• **SELECTED TEXT**:
⁂

Evocative name for a big, luxurious car which tilts the scales at almost two tonnes. And it could really go. The driving position is sporty in a 1930s kind of way. You are seated low, stretched out and the outsize steering wheel makes you feel you are really steering something unlike most of today’s cars. Then there is the dashboard, an exquisitely crafted slim wooden panel that is lined up with instruments and gauges from one end to the other! The temperature and speedo is at the extreme left end, so you know what that means, don’t you? ‘I say, old chap, tell me what is that hot thing in my face – is it a low-flying magpie or the radiator cap?’ Or even ‘Were we going frightfully fast or was it this cow that’s splayed on our bonnet?’
The 3571cc straight-six, massaged further by three SU carburettors, develops 106 bhp at 3800 revs which could catapult it to a top speed of over 152 kph. And sending all those horses to the rear wheels is a four-speed manual synchromesh gearbox. The whole car comes through as being very masculine and tough, the ‘manly’ Maruti Suzuki SX4 is a feminine wimp next to this car, for example.
The engine’s power really comes through in the way the Alvis surges forward. This is a fast, powerful car and it doesn’t hide the fact. And the power is on tap across the four gears. You could move the car from standstill in fourth and it goes without hesitating. Likewise, if you want to crawl, no problem, you can even do that in fourth. The flexibility of the engine is vast – really, they don’t make petrol engines like these anymore. Or even pedals like these anymore. The throttle pedal is tiny, as if to indicate that small, measured inputs are more than enough to make the Speed 25 thrust forward. Which is exactly the case, because the engine is really responsive and acceleration is quite instantaneous for a car that is almost 70 years old.

⁂

• **WHAT YOU HAVE TO DO**: Return the passage on the Alvis Speed 25 word for word, in full.

• **MATERIAL SHOWN**:

⁂

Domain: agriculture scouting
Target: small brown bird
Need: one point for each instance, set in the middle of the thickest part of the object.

⁂

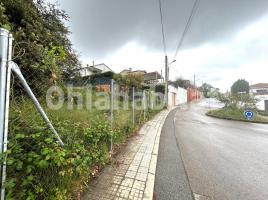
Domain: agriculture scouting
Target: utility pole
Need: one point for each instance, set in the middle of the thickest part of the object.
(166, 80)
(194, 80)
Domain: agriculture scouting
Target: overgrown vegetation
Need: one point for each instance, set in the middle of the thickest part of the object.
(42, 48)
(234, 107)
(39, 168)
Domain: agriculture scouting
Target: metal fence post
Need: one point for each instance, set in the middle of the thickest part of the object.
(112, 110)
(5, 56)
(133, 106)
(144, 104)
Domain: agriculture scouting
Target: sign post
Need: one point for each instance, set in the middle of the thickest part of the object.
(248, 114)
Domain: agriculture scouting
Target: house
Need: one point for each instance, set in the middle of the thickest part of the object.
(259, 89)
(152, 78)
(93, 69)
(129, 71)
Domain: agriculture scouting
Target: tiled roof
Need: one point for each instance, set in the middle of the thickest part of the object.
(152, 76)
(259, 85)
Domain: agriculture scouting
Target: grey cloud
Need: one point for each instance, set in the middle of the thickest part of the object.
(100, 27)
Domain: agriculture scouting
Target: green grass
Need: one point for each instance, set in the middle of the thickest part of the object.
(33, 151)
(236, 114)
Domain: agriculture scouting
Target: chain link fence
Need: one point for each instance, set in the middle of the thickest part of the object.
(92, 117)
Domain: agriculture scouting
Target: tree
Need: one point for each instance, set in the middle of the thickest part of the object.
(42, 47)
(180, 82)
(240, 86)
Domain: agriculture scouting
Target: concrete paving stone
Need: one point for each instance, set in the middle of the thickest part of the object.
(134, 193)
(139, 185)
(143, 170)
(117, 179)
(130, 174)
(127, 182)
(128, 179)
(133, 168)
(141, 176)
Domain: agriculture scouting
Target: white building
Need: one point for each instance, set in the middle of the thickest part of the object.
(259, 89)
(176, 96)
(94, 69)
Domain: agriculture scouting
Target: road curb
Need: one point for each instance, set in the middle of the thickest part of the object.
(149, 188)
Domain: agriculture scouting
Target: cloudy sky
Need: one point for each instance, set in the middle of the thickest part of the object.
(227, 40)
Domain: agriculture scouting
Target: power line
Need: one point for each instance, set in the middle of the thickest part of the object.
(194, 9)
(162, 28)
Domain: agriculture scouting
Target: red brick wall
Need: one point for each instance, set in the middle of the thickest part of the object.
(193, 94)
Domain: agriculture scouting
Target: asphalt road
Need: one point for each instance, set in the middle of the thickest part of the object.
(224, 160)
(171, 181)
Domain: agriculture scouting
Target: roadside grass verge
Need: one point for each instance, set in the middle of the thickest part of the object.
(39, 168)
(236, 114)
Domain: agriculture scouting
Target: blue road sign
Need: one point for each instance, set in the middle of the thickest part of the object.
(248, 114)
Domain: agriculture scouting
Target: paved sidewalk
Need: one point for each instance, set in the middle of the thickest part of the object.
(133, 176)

⁂

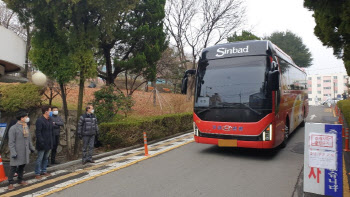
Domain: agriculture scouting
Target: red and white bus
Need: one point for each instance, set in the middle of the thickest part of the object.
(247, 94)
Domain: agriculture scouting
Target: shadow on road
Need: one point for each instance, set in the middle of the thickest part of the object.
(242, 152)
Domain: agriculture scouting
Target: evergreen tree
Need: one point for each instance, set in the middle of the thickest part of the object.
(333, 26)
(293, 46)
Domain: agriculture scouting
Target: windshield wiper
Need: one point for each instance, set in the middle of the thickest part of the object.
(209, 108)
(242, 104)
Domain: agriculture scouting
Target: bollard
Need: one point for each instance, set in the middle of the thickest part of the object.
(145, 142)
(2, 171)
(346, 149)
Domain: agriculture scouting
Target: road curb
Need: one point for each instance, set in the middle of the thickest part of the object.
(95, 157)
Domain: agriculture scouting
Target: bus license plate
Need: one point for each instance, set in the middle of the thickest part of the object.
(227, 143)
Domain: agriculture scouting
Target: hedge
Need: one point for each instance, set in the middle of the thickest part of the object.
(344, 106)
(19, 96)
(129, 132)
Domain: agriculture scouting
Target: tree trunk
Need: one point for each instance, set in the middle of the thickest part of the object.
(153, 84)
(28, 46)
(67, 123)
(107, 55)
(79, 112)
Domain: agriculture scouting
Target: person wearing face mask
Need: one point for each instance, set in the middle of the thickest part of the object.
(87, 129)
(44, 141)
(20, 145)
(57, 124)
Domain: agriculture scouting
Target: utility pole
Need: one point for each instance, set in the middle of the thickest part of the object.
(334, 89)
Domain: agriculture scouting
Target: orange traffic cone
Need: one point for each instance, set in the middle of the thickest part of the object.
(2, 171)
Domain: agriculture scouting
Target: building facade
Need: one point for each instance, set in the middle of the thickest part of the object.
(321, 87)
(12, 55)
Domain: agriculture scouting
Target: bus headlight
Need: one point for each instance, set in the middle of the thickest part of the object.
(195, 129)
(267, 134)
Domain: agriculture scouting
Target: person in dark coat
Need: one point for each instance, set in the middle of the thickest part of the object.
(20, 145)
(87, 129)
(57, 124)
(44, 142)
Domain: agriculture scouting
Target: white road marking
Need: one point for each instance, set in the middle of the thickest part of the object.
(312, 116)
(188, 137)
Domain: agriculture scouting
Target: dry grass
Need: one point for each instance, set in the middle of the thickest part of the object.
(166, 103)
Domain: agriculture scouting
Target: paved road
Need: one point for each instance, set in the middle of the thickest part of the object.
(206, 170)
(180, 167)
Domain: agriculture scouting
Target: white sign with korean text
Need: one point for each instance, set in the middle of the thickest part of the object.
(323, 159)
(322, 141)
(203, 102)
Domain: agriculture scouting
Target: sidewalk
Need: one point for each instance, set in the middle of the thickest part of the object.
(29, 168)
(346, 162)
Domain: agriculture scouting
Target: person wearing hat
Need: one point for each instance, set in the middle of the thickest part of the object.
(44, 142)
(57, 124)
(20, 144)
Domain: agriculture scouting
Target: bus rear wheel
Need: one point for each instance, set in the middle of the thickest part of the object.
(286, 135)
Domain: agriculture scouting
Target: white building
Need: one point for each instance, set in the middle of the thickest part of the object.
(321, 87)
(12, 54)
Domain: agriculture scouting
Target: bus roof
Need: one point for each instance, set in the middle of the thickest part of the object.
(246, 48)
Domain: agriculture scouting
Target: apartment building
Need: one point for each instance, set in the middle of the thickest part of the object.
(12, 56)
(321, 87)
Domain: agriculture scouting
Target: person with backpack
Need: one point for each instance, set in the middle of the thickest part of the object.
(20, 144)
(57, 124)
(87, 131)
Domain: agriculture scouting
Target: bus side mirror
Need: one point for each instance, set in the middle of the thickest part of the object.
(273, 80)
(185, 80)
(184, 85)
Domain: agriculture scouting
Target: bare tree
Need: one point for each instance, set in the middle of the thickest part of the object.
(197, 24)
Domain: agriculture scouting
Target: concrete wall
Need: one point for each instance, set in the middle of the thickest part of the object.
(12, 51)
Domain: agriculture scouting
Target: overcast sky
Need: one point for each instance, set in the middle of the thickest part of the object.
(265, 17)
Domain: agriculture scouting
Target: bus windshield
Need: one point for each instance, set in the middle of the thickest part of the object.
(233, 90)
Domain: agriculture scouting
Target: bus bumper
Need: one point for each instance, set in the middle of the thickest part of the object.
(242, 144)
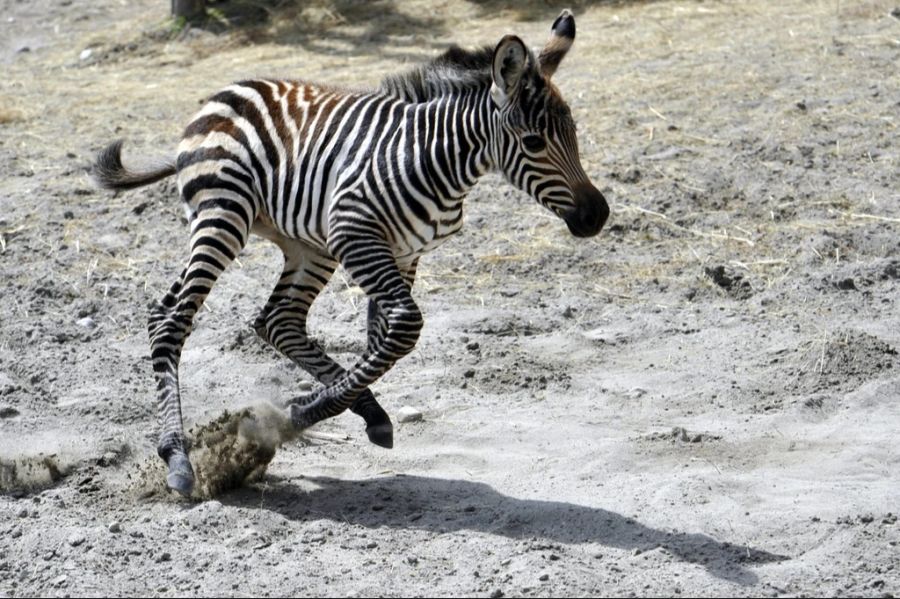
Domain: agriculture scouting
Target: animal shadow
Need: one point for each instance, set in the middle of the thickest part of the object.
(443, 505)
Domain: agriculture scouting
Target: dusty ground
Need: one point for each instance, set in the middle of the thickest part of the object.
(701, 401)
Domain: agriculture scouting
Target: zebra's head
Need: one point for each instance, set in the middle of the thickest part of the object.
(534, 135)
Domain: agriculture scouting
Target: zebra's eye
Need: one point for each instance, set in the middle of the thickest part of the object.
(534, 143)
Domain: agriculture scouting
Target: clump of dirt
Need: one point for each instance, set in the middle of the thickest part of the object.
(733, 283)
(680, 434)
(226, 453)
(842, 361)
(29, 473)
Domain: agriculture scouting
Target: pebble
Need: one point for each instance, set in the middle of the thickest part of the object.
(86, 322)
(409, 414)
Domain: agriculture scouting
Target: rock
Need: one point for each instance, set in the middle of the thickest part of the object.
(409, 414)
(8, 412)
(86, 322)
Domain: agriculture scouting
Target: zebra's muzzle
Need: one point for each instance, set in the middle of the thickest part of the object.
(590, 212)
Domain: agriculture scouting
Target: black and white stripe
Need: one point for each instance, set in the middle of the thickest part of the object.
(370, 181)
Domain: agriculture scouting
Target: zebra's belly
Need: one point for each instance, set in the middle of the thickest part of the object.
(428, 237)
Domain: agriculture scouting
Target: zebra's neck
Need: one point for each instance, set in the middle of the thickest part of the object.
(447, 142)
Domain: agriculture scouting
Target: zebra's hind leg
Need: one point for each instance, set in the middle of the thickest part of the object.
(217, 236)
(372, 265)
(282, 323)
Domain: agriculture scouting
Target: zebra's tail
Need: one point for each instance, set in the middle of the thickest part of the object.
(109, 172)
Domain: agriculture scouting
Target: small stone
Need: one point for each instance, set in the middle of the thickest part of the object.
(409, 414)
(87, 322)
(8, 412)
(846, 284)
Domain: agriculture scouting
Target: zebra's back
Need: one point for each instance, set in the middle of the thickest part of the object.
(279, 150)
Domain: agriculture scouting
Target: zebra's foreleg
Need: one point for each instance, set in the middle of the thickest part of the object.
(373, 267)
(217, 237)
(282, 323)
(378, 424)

⁂

• **EXERCISE RESULT**:
Evocative name for a big, luxurious car which tilts the scales at almost two tonnes. And it could really go. The driving position is sporty in a 1930s kind of way. You are seated low, stretched out and the outsize steering wheel makes you feel you are really steering something unlike most of today’s cars. Then there is the dashboard, an exquisitely crafted slim wooden panel that is lined up with instruments and gauges from one end to the other! The temperature and speedo is at the extreme left end, so you know what that means, don’t you? ‘I say, old chap, tell me what is that hot thing in my face – is it a low-flying magpie or the radiator cap?’ Or even ‘Were we going frightfully fast or was it this cow that’s splayed on our bonnet?’
The 3571cc straight-six, massaged further by three SU carburettors, develops 106 bhp at 3800 revs which could catapult it to a top speed of over 152 kph. And sending all those horses to the rear wheels is a four-speed manual synchromesh gearbox. The whole car comes through as being very masculine and tough, the ‘manly’ Maruti Suzuki SX4 is a feminine wimp next to this car, for example.
The engine’s power really comes through in the way the Alvis surges forward. This is a fast, powerful car and it doesn’t hide the fact. And the power is on tap across the four gears. You could move the car from standstill in fourth and it goes without hesitating. Likewise, if you want to crawl, no problem, you can even do that in fourth. The flexibility of the engine is vast – really, they don’t make petrol engines like these anymore. Or even pedals like these anymore. The throttle pedal is tiny, as if to indicate that small, measured inputs are more than enough to make the Speed 25 thrust forward. Which is exactly the case, because the engine is really responsive and acceleration is quite instantaneous for a car that is almost 70 years old.